» **Input records**:

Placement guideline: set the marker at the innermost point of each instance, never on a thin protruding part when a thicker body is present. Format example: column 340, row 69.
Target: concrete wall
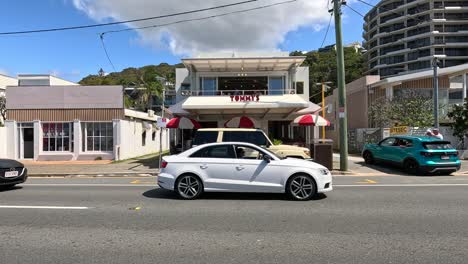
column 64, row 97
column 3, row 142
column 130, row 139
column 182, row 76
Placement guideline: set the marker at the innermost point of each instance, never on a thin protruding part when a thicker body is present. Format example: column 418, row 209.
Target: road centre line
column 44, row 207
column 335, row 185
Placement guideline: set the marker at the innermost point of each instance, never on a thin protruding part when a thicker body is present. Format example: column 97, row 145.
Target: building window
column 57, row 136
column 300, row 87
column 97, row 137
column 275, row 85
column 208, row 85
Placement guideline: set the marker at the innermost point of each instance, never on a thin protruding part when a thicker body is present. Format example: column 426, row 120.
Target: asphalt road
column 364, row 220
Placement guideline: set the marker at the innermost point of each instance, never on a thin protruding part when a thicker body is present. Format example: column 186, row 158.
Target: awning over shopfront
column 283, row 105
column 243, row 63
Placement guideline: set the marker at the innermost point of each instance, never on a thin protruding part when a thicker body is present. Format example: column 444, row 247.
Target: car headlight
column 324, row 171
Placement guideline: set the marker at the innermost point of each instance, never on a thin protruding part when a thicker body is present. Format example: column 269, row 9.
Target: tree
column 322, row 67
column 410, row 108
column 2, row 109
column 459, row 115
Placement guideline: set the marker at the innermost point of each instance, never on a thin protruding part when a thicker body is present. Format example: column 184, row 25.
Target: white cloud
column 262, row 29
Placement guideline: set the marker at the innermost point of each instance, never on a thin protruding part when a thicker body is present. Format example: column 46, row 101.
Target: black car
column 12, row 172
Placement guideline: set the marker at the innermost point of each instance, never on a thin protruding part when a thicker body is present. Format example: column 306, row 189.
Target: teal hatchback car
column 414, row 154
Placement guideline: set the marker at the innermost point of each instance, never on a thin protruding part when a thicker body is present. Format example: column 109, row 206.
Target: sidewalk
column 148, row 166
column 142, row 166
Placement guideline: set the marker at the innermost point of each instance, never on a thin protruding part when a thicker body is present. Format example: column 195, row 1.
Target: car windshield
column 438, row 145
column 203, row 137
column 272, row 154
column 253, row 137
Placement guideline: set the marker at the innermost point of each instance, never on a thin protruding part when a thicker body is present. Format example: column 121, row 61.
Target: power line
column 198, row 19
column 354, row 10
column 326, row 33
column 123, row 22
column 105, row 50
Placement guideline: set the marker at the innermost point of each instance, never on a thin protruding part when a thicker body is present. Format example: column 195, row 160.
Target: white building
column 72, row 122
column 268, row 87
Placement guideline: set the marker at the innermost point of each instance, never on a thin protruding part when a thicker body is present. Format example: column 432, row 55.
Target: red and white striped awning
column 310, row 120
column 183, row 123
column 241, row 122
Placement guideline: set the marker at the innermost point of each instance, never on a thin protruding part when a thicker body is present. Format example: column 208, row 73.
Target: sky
* * *
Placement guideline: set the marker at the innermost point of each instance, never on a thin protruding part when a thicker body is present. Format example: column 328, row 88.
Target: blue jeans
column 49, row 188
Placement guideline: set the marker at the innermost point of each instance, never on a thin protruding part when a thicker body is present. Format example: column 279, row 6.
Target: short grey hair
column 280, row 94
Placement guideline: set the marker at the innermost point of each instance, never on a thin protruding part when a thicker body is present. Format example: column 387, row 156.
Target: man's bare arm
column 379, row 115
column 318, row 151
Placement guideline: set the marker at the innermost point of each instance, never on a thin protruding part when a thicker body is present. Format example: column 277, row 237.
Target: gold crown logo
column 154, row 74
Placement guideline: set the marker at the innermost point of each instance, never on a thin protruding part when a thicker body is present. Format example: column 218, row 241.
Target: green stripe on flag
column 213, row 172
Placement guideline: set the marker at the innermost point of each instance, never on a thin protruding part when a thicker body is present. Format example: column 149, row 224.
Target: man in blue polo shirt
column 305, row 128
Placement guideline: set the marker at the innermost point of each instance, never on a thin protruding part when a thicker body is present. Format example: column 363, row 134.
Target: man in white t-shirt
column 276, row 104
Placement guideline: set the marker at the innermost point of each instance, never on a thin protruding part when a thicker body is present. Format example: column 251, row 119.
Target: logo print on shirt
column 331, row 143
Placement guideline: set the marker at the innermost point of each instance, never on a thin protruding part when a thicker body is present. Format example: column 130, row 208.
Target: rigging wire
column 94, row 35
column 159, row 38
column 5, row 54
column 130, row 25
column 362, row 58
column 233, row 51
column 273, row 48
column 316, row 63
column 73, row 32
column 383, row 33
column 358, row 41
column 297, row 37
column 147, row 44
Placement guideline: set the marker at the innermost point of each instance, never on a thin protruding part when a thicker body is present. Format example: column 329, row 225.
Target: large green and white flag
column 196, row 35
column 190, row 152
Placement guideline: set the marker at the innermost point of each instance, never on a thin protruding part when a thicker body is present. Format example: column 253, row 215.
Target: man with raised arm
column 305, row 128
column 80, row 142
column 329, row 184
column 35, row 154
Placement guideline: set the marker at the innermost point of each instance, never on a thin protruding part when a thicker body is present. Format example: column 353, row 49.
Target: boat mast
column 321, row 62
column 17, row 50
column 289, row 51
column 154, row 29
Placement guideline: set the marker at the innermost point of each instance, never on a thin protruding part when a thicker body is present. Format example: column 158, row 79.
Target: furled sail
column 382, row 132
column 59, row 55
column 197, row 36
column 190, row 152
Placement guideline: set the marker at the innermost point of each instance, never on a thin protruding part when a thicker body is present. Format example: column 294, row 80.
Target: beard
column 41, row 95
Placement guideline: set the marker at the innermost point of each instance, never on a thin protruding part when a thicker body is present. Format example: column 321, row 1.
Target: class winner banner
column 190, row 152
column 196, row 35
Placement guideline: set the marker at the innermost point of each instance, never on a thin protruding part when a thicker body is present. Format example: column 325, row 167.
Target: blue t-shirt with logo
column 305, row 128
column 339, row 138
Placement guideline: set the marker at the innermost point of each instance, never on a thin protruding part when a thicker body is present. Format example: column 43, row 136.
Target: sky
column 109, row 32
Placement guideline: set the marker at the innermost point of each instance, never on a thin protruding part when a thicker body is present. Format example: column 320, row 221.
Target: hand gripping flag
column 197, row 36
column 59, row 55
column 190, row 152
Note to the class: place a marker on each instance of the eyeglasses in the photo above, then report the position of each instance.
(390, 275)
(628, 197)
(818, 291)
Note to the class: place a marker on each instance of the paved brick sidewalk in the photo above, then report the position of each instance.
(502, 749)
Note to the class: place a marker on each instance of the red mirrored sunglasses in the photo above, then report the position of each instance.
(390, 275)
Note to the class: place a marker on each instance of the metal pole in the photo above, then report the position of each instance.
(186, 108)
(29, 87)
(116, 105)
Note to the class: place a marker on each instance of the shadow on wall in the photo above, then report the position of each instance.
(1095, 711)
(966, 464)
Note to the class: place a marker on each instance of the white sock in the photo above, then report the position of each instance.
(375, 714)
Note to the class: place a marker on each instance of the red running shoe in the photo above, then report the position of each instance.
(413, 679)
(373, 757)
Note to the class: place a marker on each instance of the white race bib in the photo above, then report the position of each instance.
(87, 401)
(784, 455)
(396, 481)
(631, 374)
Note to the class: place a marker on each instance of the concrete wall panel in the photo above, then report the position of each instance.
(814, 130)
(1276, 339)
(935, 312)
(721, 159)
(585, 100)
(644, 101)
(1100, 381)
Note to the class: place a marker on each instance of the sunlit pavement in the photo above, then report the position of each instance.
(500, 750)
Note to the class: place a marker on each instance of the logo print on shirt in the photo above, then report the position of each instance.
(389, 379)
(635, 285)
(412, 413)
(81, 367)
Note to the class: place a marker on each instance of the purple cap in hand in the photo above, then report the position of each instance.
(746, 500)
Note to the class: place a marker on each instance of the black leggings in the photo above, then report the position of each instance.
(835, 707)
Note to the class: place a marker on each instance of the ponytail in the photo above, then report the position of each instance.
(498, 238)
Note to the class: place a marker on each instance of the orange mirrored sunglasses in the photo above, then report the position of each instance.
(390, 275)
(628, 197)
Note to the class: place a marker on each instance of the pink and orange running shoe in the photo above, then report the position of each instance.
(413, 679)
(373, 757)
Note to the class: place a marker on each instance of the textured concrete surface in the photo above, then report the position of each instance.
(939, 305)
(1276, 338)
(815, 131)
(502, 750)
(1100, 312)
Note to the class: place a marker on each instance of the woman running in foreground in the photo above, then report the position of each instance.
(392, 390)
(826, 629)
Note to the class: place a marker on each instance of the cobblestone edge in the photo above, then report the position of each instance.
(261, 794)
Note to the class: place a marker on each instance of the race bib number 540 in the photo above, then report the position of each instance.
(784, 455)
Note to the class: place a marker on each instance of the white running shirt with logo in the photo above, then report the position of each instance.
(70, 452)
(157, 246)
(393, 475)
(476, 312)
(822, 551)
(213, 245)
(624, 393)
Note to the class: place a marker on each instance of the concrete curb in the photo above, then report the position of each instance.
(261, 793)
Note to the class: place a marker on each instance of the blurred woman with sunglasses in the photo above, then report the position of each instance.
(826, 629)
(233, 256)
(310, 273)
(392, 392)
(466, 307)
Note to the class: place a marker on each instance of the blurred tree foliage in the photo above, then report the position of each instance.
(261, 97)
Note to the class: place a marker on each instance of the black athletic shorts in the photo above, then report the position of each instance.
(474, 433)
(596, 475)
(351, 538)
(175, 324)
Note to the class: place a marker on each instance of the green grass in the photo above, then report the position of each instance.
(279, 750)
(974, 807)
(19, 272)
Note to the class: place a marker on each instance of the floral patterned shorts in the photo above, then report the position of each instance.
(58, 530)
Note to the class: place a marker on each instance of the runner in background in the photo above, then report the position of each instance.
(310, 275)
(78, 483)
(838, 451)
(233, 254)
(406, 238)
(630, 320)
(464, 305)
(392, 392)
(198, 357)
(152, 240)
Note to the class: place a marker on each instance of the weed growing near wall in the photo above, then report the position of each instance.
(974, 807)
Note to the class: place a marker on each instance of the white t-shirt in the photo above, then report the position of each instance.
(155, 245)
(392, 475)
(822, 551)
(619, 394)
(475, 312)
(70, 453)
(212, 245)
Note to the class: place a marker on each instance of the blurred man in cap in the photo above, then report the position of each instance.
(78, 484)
* * *
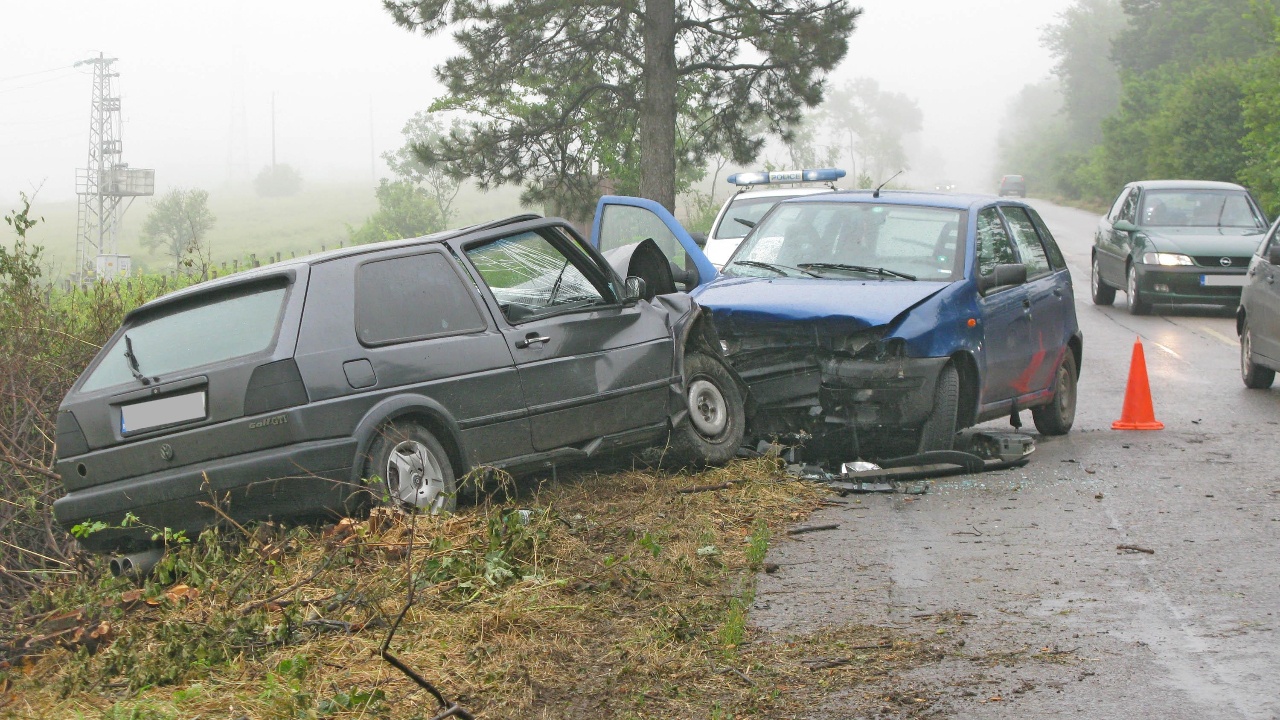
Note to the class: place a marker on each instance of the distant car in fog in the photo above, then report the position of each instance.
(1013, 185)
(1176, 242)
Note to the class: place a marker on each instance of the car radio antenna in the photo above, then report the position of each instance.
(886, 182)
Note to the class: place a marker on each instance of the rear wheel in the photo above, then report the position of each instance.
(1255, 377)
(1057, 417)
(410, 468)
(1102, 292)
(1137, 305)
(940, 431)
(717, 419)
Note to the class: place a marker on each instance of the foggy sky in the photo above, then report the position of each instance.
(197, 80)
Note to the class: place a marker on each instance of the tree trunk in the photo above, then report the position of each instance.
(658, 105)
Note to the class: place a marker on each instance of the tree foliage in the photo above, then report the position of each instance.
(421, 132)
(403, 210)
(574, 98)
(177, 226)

» **Work instructions**: Retype the data word for word, from the line containing "340, row 69." through the line containing "column 324, row 171", and leave out the pictures.

» **In response**:
Placement guideline: set the marker at the innermost point of each instance, never on a thin protruding part when a thicker body is present. Format example: column 340, row 69.
Target: concrete wall
column 64, row 97
column 3, row 142
column 130, row 139
column 182, row 76
Placement guideline: set the marker at the innermost point of each instance, never on a thin protruding part when a thicker body is present. Format example: column 418, row 209.
Target: road centre line
column 44, row 207
column 335, row 185
Placement guideline: set the marker at the innermost point of each instance, never on a thin protruding part when a thicker body is present. Format example: column 97, row 145.
Target: building window
column 57, row 136
column 300, row 87
column 97, row 137
column 275, row 85
column 208, row 85
Placement guideline: set the marker at the innermost point of each instance, never on a thin protruding part when a thicker body is present. Format example: column 426, row 120.
Target: asphalt road
column 364, row 220
Placement guideline: set the marker at the innermost point of each instance, never on a thin protruding part when a thicker body is present. Format example: column 186, row 158.
Target: awning over shopfront
column 283, row 105
column 243, row 63
Placement guideline: set the marker at the innermost point of each instance, never on a thin protruding part when a thicker body is present. Format example: column 444, row 247.
Target: car headlight
column 324, row 171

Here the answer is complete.